かつての子役スター“ベイビー・ジェーン”を狂気に陥らせたのは一体何だったのか?
ベティ・デイヴィスとジョーン・クロフォードの怪演に思わず息を呑む傑作『何がジェーンに起ったか?』をご紹介します。
映画『何がジェーンに起ったか?』の作品情報
【公開】
1962年(アメリカ映画)
【原題】
What Ever Happened to Baby Jane?
【監督】
ロバート・アルドリッチ
【キャスト】
ベティ・デイヴィス、ジョーン・クロフォード、ヴィクター・ブオノ、メイディー・ノーマン、アンナ・リー、マージョリー・ベネット
【作品概要】
ヘンリー・ファレルの小説に基づきルーカス・ヘラーが脚色を加え、ロバート・アルドリッチが見事に演出。キャストにベティ・デイヴィスとジョーン・クロフォードの2大女優を迎えた戦慄のサイコ・サスペンス。
第35回アカデミー賞(1963年)白黒部門衣装デザイン賞(ノーマ・コック)受賞作品。
他、主演女優賞(ベティ・デイヴィス)、助演男優賞(ヴィクター・ブオノ)、白黒部門撮影賞(アーネスト・ホーラー)、音響賞(ジョゼフ・D・ケリー)ノミネート。第20回ゴールデングローブ賞(1963年)ドラマ部門最優秀主演女優賞(ベティ・デイヴィス)、最優秀助演男優賞(ヴィクター・ブオノ)ノミネート作品。
映画『何がジェーンに起ったか?』のあらすじとネタバレ
1917年、子役スター“ベイビー・ジェーン”の人気は絶頂を極めていました。父親もそんな彼女を甘やかすばかり。一方地味だった姉のブランチは、妹のそんな姿をうらやましく思っていました。
1935年、映画界の道へと進んだジェーンとブランチ姉妹。しかしその人気ぶりは子役時代とは逆転し、いまやブランチの方が押しも押されぬ大スターとなっていたのです。一方のジェーンは、端役ばかりをこなす日々でした。
そんな時期に彼女たちに悲劇が降りかかります。映画関係者の話によると、泥酔したジェーンの乗った車が誤ってブランチを轢いてしまったのだそう。幸い命は取り留めたものの、半身不随となり一生車椅子での生活を強いられることとなってしまったブランチ。事故なのか故意によるものなのか、真相は藪の中でした。
それから長い年月を経たある日、ジェーンとブランチは同居生活を送っていました。泥酔状態だったためにあの事故の記憶がなかったジェーンは、ブランチに対して負い目を感じていたのか、嫌々ながらも彼女の世話しながら生活していたのです。

◆ データ部 ◆
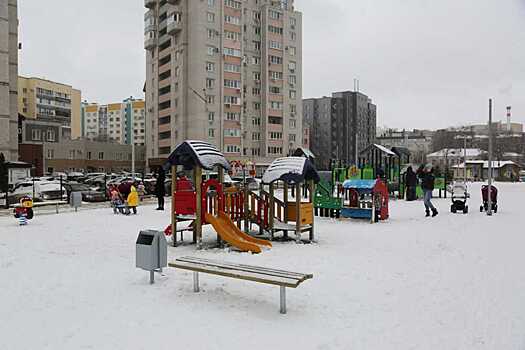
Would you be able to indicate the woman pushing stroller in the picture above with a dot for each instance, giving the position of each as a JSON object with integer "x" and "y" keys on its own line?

◆ 作業内容 ◆
次の(a)〜(c)が抜粋の内容と一致するかを判定し、各項目に「はい」または「いいえ」で答え、判断の決め手となる抜粋中の語句を一字一句そのまま引用せよ。
(a) 本作はヘンリー・ファレルの小説を原作としている。
(b) ブランチが車に轢かれた件について、事故か故意かの真相は明らかになった。
(c) 1935年の時点では、ジェーンの方がブランチより人気があった。

◆ 作業結果 ◆
(a) はい。「ヘンリー・ファレルの小説に基づき」
(b) いいえ。「事故なのか故意によるものなのか、真相は藪の中でした」
(c) いいえ。「いまやブランチの方が押しも押されぬ大スターとなっていたのです」